» **SET PROBLEM**: Restate the entire listing word for word.

» **Object point labels**:
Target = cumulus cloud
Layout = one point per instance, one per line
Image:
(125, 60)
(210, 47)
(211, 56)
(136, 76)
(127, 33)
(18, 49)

» **EXPECTED ANSWER**:
Target = cumulus cloud
Layout = one point per instance, one per line
Image:
(125, 60)
(210, 47)
(211, 56)
(136, 76)
(127, 33)
(18, 49)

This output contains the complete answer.